Where the data below shows a picture, leave that picture out and copy the rest exactly.

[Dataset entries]
◇ ◇ ◇ ◇
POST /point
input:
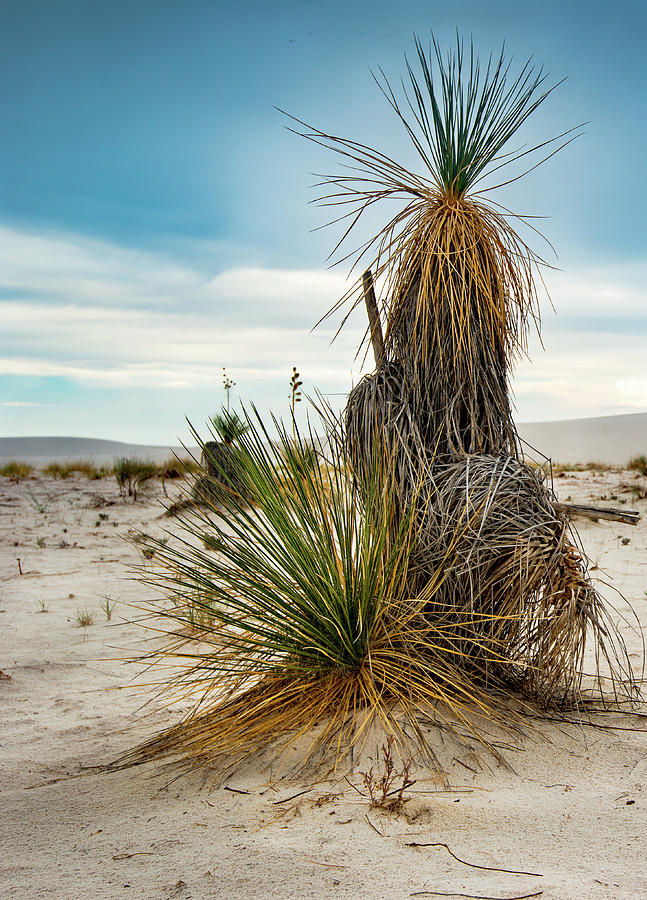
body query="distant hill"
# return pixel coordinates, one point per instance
(42, 450)
(607, 439)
◇ ◇ ◇ ◇
ANSWER:
POST /point
input:
body query="distant hill"
# return pixel coordinates, one point per instance
(42, 450)
(607, 439)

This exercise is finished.